**Selected text**
DOGE says it needs to know the government’s most sensitive data, but can’t say why
Fewer than 50 people have access to Social Security Administration databases containing hundreds of millions of people’s private financial and personal information.
But only one also has access to the government’s human resources and student loan files.
Akash Bobba is one of many Department of Government Efficiency staffers who have embedded in federal agencies the last few months with virtually unfettered access to the sensitive, compartmentalized sources of data collected by the government. The team, which is steered by billionaire Elon Musk, says it’s scouring government records for signs of waste, fraud and abuse.
Bobba is also one of many DOGE employees who, according to several federal judges, were inappropriately given that access in violation of privacy laws and without proper training to handle the personally identifiable information the agencies collect.
In one order last week blocking DOGE’s access to Social Security data, U.S. District Judge Ellen Lipton Hollander of Maryland said the government “never identified or articulated even a single reason for which the DOGE Team needs unlimited access to SSA’s entire record systems, thereby exposing personal, confidential, sensitive, and private information that millions of Americans entrusted to their government.”
Instead of a more narrow approach to data access and work to “modernize the system and uncover fraud,” Hollander wrote that DOGE’s unprecedented access to protected data “is tantamount to hitting a fly with a sledgehammer.”
An NPR review of thousands of pages of records across more than a dozen lawsuits in federal court finds an alarming pattern across agencies, where DOGE has given conflicting information about what data it has accessed, who has that access, and most importantly — why.
“No need to know”
When President Trump signed an order creating the DOGE initiative, it directed agencies to create dedicated teams that would have “full and prompt access to all unclassified agency records, software systems, and IT systems” that would also “adhere to rigorous data protection standards.”

**Dataset content**
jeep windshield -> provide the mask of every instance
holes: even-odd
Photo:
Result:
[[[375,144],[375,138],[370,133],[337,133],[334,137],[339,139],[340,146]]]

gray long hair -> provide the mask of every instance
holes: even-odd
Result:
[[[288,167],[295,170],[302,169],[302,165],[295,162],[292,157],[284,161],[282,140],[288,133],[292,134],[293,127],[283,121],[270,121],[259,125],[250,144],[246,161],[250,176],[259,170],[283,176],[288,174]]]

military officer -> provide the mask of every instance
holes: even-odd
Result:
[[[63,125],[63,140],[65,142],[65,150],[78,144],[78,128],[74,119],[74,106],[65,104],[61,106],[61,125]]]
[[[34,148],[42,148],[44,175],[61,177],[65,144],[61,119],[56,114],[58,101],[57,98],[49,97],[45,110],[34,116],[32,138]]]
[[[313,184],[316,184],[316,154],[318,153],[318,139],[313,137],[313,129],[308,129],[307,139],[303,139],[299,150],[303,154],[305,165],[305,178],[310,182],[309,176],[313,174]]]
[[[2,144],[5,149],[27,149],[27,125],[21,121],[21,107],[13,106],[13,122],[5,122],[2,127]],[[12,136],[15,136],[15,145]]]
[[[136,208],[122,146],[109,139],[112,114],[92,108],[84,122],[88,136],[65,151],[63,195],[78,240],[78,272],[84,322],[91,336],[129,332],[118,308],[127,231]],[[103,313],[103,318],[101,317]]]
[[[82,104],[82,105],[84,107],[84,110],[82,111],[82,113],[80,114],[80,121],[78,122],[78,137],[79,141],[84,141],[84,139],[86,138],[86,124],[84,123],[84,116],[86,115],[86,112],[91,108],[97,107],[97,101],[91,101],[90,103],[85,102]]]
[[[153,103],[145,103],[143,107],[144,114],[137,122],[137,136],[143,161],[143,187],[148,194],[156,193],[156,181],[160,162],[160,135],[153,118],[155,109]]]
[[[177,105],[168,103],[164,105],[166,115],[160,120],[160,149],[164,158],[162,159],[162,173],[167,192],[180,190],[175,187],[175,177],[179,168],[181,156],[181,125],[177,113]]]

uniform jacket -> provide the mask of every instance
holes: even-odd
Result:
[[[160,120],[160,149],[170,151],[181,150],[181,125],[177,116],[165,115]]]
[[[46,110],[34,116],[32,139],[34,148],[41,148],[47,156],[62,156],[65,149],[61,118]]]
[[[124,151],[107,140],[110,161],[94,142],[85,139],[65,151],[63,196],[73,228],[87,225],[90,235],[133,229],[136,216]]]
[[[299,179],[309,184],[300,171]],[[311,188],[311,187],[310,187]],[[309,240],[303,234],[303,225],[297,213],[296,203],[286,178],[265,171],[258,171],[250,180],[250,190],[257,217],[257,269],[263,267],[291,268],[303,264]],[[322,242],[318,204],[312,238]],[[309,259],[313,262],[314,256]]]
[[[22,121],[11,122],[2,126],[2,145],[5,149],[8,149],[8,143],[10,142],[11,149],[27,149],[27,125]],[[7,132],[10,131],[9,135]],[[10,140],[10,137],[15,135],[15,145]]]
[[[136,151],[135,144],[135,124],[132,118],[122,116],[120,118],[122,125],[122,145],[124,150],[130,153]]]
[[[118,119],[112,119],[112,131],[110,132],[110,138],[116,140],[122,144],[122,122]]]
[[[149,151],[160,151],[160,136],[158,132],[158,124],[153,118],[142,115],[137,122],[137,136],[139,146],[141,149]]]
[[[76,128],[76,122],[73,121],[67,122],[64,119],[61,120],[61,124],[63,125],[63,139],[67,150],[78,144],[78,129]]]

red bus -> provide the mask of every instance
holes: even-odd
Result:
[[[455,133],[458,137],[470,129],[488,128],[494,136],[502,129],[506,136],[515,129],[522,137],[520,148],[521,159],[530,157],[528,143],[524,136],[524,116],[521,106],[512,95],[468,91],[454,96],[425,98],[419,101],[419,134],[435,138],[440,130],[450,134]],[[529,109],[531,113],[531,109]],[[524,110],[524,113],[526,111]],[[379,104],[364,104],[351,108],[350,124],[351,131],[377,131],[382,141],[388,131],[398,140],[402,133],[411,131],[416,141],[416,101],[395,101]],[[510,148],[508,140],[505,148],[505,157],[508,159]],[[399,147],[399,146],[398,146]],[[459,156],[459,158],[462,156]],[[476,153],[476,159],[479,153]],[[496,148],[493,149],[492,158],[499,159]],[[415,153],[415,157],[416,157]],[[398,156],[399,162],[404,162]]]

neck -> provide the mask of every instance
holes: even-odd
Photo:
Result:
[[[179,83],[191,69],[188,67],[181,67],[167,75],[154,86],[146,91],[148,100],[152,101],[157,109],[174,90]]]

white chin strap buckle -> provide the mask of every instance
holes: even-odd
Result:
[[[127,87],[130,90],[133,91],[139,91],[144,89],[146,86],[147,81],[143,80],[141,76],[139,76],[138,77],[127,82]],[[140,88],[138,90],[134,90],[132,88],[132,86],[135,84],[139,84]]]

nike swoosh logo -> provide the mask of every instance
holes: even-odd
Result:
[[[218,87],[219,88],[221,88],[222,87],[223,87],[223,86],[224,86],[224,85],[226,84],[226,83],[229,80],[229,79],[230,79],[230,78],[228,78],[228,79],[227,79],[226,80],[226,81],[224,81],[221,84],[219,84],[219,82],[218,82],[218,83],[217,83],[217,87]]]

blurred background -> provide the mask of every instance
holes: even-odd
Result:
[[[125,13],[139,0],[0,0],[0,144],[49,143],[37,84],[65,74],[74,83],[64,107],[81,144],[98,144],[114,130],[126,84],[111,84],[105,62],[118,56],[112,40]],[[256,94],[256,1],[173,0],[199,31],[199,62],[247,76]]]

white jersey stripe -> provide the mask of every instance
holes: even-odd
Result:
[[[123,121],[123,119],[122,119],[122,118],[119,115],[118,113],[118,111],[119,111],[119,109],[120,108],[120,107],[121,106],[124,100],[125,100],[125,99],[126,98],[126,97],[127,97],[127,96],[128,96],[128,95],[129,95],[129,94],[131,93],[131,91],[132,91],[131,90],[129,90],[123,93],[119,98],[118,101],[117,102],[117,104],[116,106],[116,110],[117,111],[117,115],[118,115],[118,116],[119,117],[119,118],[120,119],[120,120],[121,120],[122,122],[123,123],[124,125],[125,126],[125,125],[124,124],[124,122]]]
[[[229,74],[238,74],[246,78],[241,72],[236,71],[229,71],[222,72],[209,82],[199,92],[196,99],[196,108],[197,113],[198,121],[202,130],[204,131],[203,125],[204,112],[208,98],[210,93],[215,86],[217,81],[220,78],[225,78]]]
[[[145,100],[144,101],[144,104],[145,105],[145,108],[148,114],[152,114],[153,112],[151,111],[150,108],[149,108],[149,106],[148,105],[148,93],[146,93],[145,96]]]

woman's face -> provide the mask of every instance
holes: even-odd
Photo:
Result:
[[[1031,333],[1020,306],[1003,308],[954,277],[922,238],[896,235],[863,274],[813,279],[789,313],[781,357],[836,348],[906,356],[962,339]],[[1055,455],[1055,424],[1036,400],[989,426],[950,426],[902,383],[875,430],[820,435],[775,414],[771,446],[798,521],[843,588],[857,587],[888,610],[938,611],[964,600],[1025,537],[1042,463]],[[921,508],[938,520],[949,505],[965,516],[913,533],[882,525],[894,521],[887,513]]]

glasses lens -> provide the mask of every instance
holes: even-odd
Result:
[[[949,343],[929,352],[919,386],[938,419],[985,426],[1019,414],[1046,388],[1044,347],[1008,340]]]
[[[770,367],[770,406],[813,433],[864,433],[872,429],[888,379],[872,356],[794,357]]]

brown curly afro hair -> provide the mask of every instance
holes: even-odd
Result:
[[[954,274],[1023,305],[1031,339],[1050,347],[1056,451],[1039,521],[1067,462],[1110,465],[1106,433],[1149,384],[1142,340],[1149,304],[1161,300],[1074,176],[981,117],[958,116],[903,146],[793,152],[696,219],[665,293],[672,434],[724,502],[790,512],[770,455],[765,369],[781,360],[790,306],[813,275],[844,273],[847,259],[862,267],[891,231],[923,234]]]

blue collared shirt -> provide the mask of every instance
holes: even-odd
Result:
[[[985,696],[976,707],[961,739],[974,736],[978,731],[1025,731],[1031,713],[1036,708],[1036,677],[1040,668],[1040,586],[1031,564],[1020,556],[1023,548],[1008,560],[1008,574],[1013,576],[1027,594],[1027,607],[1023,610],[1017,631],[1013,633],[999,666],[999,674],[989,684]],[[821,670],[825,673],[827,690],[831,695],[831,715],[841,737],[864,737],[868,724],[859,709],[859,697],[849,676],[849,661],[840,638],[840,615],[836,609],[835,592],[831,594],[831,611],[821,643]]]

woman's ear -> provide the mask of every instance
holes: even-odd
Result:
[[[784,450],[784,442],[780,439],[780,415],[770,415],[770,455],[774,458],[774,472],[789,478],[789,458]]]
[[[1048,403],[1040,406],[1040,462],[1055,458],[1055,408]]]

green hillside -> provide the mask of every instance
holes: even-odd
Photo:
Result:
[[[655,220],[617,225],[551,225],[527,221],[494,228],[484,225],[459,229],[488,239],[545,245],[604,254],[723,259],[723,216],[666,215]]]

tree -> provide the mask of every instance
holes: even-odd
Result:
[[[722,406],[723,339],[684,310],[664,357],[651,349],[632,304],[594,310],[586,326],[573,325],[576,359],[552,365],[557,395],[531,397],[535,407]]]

**Parts of the exercise**
(A) Retype the stretch of the DOGE article from "Akash Bobba is" through "fraud and abuse.".
(B) Answer these questions from the DOGE article:
(i) How many people have access to the Social Security Administration databases?
(ii) Which judge issued the order last week blocking DOGE's access to Social Security data?
(iii) How many lawsuits did the NPR review draw records from?
The items come from a separate source unrelated to the DOGE article.

**Results of the exercise**
(A)
Akash Bobba is one of many Department of Government Efficiency staffers who have embedded in federal agencies the last few months with virtually unfettered access to the sensitive, compartmentalized sources of data collected by the government. The team, which is steered by billionaire Elon Musk, says it’s scouring government records for signs of waste, fraud and abuse.

(B)
(i) Fewer than 50.
(ii) U.S. District Judge Ellen Lipton Hollander of Maryland.
(iii) More than a dozen.